_RAW DATA_.
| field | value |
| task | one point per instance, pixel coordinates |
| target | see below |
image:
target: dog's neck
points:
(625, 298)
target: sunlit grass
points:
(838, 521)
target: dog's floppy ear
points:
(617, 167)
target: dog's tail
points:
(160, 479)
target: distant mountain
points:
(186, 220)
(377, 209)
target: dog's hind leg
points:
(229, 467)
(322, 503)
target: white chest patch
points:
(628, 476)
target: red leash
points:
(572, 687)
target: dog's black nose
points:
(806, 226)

_YOUR TASK_. Copy out, without alteration, the lines above that run from the line containing "target: dog's hind leg" through the last line of the items, both included.

_COMPLETE RESPONSE_.
target: dog's hind leg
points:
(229, 467)
(322, 503)
target: white chest patch
points:
(628, 476)
target: red leash
points:
(572, 687)
target: dog's black nose
points:
(806, 226)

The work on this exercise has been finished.